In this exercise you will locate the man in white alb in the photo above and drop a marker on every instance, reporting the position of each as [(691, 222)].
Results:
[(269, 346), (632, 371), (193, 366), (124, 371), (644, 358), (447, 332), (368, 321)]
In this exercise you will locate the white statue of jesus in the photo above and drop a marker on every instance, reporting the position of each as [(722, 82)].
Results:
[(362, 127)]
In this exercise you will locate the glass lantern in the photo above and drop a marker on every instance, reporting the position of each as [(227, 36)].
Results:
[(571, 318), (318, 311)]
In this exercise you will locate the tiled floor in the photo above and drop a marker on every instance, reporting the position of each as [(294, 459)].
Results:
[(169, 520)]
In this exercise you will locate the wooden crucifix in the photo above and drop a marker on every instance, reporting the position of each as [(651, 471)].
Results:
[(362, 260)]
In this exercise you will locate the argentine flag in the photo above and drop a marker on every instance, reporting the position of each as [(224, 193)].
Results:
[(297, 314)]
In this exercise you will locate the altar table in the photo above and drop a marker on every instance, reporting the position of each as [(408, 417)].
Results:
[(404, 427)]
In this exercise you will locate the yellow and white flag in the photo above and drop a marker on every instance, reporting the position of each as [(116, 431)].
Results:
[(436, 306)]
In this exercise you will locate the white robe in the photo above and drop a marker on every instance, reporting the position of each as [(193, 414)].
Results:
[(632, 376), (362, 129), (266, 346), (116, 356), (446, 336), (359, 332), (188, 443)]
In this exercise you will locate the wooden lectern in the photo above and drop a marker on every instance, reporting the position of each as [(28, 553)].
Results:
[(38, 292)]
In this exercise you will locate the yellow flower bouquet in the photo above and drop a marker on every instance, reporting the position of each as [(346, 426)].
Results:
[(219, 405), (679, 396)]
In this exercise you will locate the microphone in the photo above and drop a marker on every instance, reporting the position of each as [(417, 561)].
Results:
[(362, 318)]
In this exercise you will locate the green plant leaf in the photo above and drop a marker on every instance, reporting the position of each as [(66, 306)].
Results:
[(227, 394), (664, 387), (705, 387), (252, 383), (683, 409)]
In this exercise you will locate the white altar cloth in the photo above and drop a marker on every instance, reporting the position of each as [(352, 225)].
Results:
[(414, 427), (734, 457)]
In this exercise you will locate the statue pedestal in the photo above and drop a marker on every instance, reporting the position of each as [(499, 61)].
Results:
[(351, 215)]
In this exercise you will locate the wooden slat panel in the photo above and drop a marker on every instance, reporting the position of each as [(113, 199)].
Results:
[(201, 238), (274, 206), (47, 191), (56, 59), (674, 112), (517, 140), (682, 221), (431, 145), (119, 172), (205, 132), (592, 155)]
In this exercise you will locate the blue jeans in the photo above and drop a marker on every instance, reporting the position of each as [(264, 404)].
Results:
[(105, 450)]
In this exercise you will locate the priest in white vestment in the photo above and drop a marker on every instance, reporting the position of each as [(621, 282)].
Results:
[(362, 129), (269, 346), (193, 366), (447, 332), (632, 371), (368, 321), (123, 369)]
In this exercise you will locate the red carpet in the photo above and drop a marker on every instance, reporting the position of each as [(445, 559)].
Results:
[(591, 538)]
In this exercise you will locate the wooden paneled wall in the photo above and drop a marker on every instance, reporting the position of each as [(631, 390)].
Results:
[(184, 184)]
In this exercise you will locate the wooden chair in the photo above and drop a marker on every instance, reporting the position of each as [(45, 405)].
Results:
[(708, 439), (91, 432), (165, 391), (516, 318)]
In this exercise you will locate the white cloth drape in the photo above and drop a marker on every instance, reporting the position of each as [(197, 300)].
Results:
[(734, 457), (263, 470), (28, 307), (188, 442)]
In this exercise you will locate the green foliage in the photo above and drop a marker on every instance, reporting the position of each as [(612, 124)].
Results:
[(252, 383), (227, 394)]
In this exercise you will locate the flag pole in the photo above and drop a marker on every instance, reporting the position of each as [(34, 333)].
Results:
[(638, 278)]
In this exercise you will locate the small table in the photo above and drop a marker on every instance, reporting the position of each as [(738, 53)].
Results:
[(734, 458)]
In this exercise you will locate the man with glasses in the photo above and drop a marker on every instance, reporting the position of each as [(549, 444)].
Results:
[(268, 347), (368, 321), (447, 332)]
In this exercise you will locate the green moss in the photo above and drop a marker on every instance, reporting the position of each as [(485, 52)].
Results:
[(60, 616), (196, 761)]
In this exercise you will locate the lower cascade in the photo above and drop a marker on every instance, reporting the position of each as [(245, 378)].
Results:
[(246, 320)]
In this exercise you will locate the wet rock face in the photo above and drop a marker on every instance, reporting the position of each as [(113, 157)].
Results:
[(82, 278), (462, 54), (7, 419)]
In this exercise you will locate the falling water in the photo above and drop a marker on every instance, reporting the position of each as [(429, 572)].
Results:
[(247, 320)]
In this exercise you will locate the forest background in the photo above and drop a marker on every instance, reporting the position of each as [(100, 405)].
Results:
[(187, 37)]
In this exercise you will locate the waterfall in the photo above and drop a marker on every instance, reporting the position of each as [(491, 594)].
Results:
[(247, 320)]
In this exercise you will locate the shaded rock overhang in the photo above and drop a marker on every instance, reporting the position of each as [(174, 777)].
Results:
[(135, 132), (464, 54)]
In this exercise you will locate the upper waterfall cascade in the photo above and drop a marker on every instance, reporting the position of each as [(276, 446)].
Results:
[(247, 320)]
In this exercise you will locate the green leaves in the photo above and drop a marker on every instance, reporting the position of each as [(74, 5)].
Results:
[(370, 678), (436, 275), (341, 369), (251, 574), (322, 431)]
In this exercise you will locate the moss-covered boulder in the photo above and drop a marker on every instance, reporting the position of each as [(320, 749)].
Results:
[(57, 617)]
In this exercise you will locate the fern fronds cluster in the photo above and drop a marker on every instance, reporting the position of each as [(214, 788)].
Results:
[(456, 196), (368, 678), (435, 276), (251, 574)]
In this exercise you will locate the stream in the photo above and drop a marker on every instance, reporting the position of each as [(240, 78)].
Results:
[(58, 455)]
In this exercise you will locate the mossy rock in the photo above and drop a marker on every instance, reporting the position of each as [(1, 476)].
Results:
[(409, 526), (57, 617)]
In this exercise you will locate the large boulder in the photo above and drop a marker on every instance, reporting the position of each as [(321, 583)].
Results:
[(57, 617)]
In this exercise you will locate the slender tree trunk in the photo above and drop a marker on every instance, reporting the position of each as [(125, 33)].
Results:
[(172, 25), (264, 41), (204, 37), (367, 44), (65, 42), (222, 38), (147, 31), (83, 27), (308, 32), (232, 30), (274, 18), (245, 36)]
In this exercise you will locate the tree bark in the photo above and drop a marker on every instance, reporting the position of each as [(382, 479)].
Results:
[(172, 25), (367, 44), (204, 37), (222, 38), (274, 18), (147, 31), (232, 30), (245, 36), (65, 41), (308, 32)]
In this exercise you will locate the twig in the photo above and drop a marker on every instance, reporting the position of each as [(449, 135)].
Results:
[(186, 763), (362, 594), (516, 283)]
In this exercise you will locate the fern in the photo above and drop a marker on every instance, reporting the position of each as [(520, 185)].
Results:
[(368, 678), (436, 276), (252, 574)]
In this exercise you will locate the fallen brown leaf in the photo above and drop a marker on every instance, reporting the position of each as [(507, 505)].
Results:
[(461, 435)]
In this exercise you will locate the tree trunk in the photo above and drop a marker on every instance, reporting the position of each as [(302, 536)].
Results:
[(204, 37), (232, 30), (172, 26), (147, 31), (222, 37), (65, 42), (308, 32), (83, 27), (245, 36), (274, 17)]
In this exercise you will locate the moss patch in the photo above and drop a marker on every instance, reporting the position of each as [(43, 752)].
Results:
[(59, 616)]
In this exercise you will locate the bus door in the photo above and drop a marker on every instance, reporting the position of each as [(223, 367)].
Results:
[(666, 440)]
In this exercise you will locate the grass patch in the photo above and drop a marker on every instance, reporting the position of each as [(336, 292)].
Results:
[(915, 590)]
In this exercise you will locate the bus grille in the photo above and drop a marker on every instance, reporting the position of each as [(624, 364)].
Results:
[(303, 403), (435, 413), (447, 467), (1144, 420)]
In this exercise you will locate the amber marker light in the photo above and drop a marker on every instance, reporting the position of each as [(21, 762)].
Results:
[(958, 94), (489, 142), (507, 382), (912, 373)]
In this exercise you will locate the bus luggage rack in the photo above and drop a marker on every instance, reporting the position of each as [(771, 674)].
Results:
====
*YOUR INSTRUCTIONS*
Return the lines of the records below, unchanged, starting at the line containing "In this exercise you will locate the forest" and ending at the line containing "[(370, 678), (436, 275), (341, 369), (251, 574), (322, 431)]".

*COMPLETE ANSWER*
In this exercise you will locate the forest background in the photo above and drop a marker on every instance, reporting the position of each as [(100, 405)].
Results:
[(187, 37)]
In this exercise you will locate the waterfall in the photo above and drop a marker on every instance, reporting the position of each as [(491, 594)].
Results:
[(247, 320)]
In this exercise you will locate the shaded rock overhang in the photo above and drop a marker on every instance, reporting the position of each as [(174, 777)].
Results:
[(135, 132), (464, 54)]
In this exercise you will locate the upper waterfall cascade in the photo above and drop a marker on every instance, reporting the position of each as [(276, 446)].
Results:
[(247, 320)]
In this exercise you will locate the green leaves in the photo above and drop a marker on every instance, reporting the position of each as [(74, 5)].
Results:
[(370, 678), (436, 275), (341, 369), (251, 574), (322, 431)]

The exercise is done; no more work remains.